Copy the lines below verbatim, but only from the line containing "Practice. Find the gray" through the end of the data.

================

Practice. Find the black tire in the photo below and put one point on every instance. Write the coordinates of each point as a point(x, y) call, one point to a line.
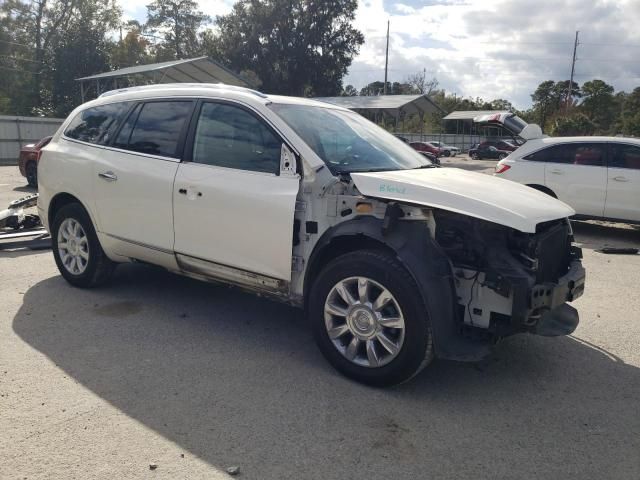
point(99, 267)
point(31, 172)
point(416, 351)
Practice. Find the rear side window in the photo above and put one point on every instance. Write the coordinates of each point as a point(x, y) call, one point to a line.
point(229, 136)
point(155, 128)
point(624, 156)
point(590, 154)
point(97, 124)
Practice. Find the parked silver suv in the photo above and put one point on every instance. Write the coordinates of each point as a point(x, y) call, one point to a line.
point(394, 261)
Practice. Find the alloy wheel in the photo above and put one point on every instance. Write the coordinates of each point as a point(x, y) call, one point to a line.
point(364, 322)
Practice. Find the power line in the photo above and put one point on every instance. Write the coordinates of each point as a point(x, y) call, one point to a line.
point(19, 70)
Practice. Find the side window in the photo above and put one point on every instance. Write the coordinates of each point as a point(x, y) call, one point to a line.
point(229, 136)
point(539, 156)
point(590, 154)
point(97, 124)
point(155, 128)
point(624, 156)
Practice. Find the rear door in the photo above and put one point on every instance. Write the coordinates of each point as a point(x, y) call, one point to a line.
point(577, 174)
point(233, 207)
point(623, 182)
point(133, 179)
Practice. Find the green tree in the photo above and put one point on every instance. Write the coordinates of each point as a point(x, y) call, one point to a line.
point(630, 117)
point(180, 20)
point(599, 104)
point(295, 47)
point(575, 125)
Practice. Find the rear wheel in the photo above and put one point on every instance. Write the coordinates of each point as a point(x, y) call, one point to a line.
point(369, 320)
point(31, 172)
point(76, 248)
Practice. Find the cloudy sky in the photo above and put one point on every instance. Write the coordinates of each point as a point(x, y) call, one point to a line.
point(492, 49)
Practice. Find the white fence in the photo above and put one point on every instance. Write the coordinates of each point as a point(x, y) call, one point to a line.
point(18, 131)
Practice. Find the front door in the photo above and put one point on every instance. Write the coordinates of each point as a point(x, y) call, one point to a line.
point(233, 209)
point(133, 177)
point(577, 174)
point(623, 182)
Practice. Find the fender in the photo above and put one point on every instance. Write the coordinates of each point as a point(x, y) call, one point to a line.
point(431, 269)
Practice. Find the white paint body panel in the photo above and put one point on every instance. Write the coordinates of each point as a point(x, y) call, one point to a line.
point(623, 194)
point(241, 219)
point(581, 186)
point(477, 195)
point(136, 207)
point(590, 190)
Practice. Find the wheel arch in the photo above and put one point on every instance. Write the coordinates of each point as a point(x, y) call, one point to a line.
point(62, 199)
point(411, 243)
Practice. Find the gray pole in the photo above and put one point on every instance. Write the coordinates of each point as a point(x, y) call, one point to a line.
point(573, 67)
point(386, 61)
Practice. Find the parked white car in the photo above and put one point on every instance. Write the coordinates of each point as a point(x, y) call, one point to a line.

================

:: RESPONSE TO THIS EXERCISE ::
Practice. Find the gray pole in the photo above and put one point on every instance. Write the coordinates of each point as a point(x, y) call, one point to a line.
point(573, 67)
point(386, 61)
Practice. Find the parked white car in the photo above and put one point on every instance. Write the coordinates of each point as a point(x, y) call, one point to a line.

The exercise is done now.